▶ YOUR ASSIGNMENT: Every entry below must be copied exactly, with nothing left out.

▶ DATA FOR THIS TASK:
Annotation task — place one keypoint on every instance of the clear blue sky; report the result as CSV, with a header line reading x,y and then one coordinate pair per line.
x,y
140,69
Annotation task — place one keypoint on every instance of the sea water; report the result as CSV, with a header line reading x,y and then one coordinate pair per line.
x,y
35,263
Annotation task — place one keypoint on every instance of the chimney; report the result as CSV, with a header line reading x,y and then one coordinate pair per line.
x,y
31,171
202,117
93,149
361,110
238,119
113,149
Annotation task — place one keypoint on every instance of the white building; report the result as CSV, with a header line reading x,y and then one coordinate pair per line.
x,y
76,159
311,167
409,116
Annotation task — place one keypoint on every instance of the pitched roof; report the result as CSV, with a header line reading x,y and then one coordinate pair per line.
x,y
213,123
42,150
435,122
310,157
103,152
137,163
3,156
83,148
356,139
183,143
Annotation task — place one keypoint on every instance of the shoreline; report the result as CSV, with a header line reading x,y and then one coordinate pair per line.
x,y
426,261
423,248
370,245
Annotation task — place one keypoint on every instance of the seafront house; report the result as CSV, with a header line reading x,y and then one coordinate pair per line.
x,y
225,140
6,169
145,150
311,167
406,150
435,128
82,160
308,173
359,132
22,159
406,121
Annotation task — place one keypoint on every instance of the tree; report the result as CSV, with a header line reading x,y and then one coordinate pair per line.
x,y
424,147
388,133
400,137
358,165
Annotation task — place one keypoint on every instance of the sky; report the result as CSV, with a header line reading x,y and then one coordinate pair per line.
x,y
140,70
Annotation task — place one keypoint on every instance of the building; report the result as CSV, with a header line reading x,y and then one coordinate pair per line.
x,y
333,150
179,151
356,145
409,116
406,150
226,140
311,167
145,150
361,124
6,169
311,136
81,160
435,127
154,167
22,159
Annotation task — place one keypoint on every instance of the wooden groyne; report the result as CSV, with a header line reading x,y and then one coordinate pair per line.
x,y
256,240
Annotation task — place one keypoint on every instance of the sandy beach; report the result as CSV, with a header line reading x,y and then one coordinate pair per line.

▶ RESPONSE TO THIS TASK:
Annotation task — place one keypoint on every instance of the clear blue sky; report the result as CSV, with a header line reading x,y and then one coordinate pair per line.
x,y
140,69
Annotation task — place one keypoint on every instance of the sea water; report the result as CSV, with a header line reading x,y and then one coordinate pair per line.
x,y
35,263
Annotation task — place one keypoint on every instance of the chimney; report the result as CSV, with a header line reading x,y and then one coordinate pair per line.
x,y
31,171
202,117
93,149
361,110
238,119
113,149
Annotation task — place one keypoint on every instance of the white building; report the result as CSV, with a header line reading x,y and then one coordinate pair per line.
x,y
76,159
311,167
409,116
Annotation task — place one keypoint on every instance of the pitched roof; report the result as CSV, with a header line reading x,y and then one coordinate pair per line.
x,y
213,123
42,150
435,122
310,157
103,152
137,163
3,156
83,148
356,139
183,143
Annotation task — place one keypoint on every instance of the shoreline; report the result as CSV, with a header line reading x,y and then one coordinate pair per line.
x,y
426,261
423,248
370,245
Annotation task — place one keypoint on every instance of the seafront house; report the result as CSV, with a header line reading x,y and then one coordinate pair per line.
x,y
225,140
6,169
145,150
311,167
406,150
435,128
82,160
308,173
359,132
22,159
406,121
Annotation task — place one keypoint on every instance of the tree; report the result as CSV, with a header line reading x,y and then one coordinate pair per line.
x,y
424,147
388,133
400,137
358,165
Annotation task — place one keypoint on every instance of the sky; report the result as CSV, with a header line reading x,y and then one coordinate pair per line.
x,y
140,70
Annotation task — place one keypoint on every instance of the building; report the result as CSV, with a header line reading x,y and then one coordinate pair per line.
x,y
333,150
179,151
356,145
409,116
406,150
226,140
311,167
145,150
361,124
6,169
311,136
81,160
435,127
154,167
22,159
Annotation task — place one keypoint on every instance of the wooden groyne; report the result as CSV, with a header line reading x,y and then one coordinate pair per line.
x,y
256,240
Annotation task — place one keypoint on every instance of the sandy beach; report the result as CSV, with a header line reading x,y and then one coordinate pair per line.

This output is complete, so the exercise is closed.